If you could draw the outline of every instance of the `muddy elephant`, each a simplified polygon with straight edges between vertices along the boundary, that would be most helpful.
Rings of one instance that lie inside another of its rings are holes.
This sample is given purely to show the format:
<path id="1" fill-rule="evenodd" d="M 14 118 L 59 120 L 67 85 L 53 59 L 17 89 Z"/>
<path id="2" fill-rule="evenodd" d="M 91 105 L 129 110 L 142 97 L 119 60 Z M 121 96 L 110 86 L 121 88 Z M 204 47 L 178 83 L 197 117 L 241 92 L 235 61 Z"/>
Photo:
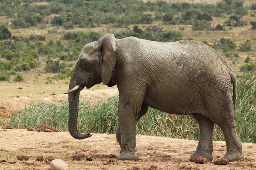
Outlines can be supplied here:
<path id="1" fill-rule="evenodd" d="M 236 75 L 209 46 L 191 40 L 163 43 L 132 37 L 118 40 L 112 34 L 85 45 L 65 92 L 69 93 L 69 130 L 75 139 L 91 136 L 77 130 L 80 91 L 102 82 L 109 86 L 117 85 L 119 92 L 118 159 L 138 159 L 136 124 L 148 106 L 167 113 L 191 114 L 196 119 L 200 138 L 191 161 L 201 156 L 212 160 L 215 123 L 226 140 L 224 157 L 230 161 L 243 158 L 235 123 Z"/>

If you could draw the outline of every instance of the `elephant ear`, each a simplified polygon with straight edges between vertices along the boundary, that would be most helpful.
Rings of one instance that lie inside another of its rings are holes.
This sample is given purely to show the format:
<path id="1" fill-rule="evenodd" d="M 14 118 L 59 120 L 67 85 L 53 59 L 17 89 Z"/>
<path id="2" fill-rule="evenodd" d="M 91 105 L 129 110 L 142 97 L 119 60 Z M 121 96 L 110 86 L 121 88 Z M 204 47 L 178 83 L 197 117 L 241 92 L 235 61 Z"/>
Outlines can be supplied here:
<path id="1" fill-rule="evenodd" d="M 108 84 L 111 77 L 117 62 L 115 52 L 117 48 L 116 36 L 112 34 L 104 35 L 99 40 L 101 49 L 101 79 L 104 84 Z"/>

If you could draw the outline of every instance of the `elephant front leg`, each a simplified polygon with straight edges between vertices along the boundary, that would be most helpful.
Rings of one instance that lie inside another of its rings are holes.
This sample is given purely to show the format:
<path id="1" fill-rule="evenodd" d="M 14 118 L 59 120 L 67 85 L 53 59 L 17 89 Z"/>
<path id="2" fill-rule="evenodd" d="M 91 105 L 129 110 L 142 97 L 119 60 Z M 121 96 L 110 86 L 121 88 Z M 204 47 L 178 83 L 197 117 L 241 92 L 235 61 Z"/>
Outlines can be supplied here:
<path id="1" fill-rule="evenodd" d="M 135 153 L 136 147 L 136 126 L 137 118 L 136 114 L 132 111 L 129 106 L 120 104 L 119 106 L 119 125 L 117 132 L 120 130 L 120 147 L 121 152 L 117 156 L 121 160 L 137 160 L 138 156 Z M 118 132 L 117 139 L 119 138 Z M 119 143 L 119 142 L 118 141 Z"/>
<path id="2" fill-rule="evenodd" d="M 146 114 L 146 113 L 148 111 L 148 106 L 144 104 L 142 104 L 141 105 L 141 107 L 140 111 L 139 113 L 139 115 L 138 115 L 137 120 L 140 119 L 141 117 L 142 117 L 144 115 Z M 117 141 L 118 142 L 118 144 L 119 144 L 119 146 L 120 147 L 120 151 L 119 153 L 122 153 L 123 152 L 123 148 L 122 148 L 122 146 L 121 145 L 121 132 L 120 129 L 120 125 L 119 125 L 119 122 L 118 122 L 118 124 L 117 124 L 117 131 L 116 132 L 116 138 L 117 138 Z M 136 152 L 137 150 L 137 147 L 135 146 L 134 148 L 134 152 Z"/>

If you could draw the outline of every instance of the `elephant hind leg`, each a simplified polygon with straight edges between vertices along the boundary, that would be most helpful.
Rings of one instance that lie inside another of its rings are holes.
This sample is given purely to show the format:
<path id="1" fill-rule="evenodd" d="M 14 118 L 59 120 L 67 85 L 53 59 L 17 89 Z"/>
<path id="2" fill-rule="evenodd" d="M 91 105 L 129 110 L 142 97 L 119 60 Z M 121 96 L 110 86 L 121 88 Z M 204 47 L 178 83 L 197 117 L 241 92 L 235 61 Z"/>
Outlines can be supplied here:
<path id="1" fill-rule="evenodd" d="M 190 157 L 189 160 L 193 161 L 193 157 L 202 156 L 208 161 L 211 161 L 213 159 L 212 135 L 214 123 L 200 115 L 193 114 L 193 117 L 199 125 L 199 141 L 195 151 Z"/>
<path id="2" fill-rule="evenodd" d="M 210 118 L 220 127 L 223 132 L 227 146 L 224 158 L 232 161 L 243 159 L 244 156 L 242 143 L 236 129 L 233 102 L 231 97 L 229 97 L 225 100 L 218 100 L 218 105 L 216 106 L 214 110 L 211 110 L 215 113 L 214 116 L 210 115 L 212 116 Z"/>
<path id="3" fill-rule="evenodd" d="M 227 152 L 223 157 L 230 161 L 243 159 L 242 143 L 236 132 L 235 120 L 231 121 L 231 123 L 220 125 L 220 127 L 223 132 L 227 146 Z"/>

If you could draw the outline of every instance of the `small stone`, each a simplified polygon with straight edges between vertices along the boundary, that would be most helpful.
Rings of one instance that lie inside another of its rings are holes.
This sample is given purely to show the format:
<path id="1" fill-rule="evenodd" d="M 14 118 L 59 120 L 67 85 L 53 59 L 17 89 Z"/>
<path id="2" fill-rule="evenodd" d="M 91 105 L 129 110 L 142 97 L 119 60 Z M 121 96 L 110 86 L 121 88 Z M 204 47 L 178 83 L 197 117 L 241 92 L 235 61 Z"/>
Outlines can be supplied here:
<path id="1" fill-rule="evenodd" d="M 117 155 L 115 155 L 112 154 L 112 153 L 111 153 L 110 155 L 109 155 L 110 158 L 117 158 Z"/>
<path id="2" fill-rule="evenodd" d="M 72 160 L 73 161 L 81 161 L 81 159 L 82 157 L 79 154 L 74 155 L 72 157 Z"/>
<path id="3" fill-rule="evenodd" d="M 195 163 L 204 164 L 208 162 L 206 158 L 202 156 L 200 157 L 194 157 L 193 160 Z"/>
<path id="4" fill-rule="evenodd" d="M 29 160 L 29 157 L 27 155 L 18 155 L 17 156 L 17 159 L 19 161 L 27 161 Z"/>
<path id="5" fill-rule="evenodd" d="M 2 127 L 2 128 L 5 129 L 13 129 L 13 128 L 10 125 L 7 124 L 4 127 Z"/>
<path id="6" fill-rule="evenodd" d="M 28 128 L 27 128 L 27 131 L 34 131 L 34 130 L 33 129 L 33 128 L 32 128 L 31 127 L 29 127 Z"/>
<path id="7" fill-rule="evenodd" d="M 59 159 L 56 159 L 51 162 L 51 170 L 67 170 L 68 166 L 65 162 Z"/>
<path id="8" fill-rule="evenodd" d="M 38 156 L 36 160 L 37 161 L 42 161 L 44 160 L 44 158 L 42 155 Z"/>
<path id="9" fill-rule="evenodd" d="M 229 161 L 225 158 L 221 158 L 221 159 L 218 159 L 216 161 L 213 162 L 213 164 L 215 165 L 226 165 L 229 163 Z"/>
<path id="10" fill-rule="evenodd" d="M 29 161 L 26 161 L 25 162 L 25 165 L 27 165 L 27 166 L 31 165 L 32 165 L 32 162 Z"/>
<path id="11" fill-rule="evenodd" d="M 108 161 L 107 161 L 105 163 L 103 163 L 103 165 L 106 165 L 110 164 L 111 162 L 115 162 L 115 159 L 113 158 L 110 158 L 108 160 Z"/>

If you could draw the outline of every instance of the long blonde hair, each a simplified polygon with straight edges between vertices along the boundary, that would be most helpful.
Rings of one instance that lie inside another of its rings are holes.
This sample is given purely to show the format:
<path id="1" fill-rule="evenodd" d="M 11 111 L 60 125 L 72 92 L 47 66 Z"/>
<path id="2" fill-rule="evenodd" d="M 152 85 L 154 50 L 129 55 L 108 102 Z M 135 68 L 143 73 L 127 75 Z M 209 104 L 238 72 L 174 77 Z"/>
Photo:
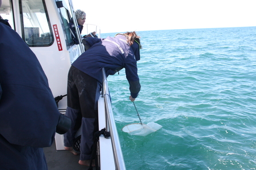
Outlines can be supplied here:
<path id="1" fill-rule="evenodd" d="M 141 46 L 140 45 L 140 37 L 138 36 L 135 31 L 127 32 L 126 33 L 124 33 L 124 35 L 126 36 L 127 42 L 130 46 L 133 44 L 134 41 L 136 41 L 139 43 L 140 48 L 141 48 Z"/>

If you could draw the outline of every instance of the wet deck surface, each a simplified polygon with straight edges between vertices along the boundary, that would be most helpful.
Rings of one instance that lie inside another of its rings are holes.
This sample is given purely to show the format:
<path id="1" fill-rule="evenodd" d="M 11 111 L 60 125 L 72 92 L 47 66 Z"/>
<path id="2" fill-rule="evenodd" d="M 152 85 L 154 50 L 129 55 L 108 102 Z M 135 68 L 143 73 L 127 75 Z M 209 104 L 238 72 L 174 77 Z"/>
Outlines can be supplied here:
<path id="1" fill-rule="evenodd" d="M 74 155 L 67 151 L 57 151 L 55 142 L 50 147 L 44 148 L 44 151 L 49 170 L 87 170 L 89 168 L 78 164 L 79 155 Z"/>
——————
* [Your goal]:
Copy the entries again, starting at the line that has "of the long" and stopping after the line that has "141 46 L 140", with "instance" swapped for "object" and nothing else changed. Leave the pictures out.

* [Finished exercise]:
If you could draw the outline of every object of the long blonde hair, each a simplified polygon with straight edges between vertices along the boundary, that would be most helpful.
Rings of one object that lie inside another of its rings are holes.
This sample is given purely to show the format:
<path id="1" fill-rule="evenodd" d="M 11 111 L 60 125 L 72 92 L 47 66 Z"/>
<path id="2" fill-rule="evenodd" d="M 152 85 L 154 50 L 129 55 L 108 102 Z M 135 68 L 143 73 L 127 75 Z M 209 104 L 238 72 L 174 77 Z"/>
Photo:
Outlines can be supplied here:
<path id="1" fill-rule="evenodd" d="M 141 46 L 140 45 L 140 37 L 138 36 L 135 31 L 127 32 L 126 33 L 124 33 L 124 35 L 126 36 L 127 42 L 130 46 L 133 44 L 134 41 L 136 41 L 139 43 L 140 48 L 141 48 Z"/>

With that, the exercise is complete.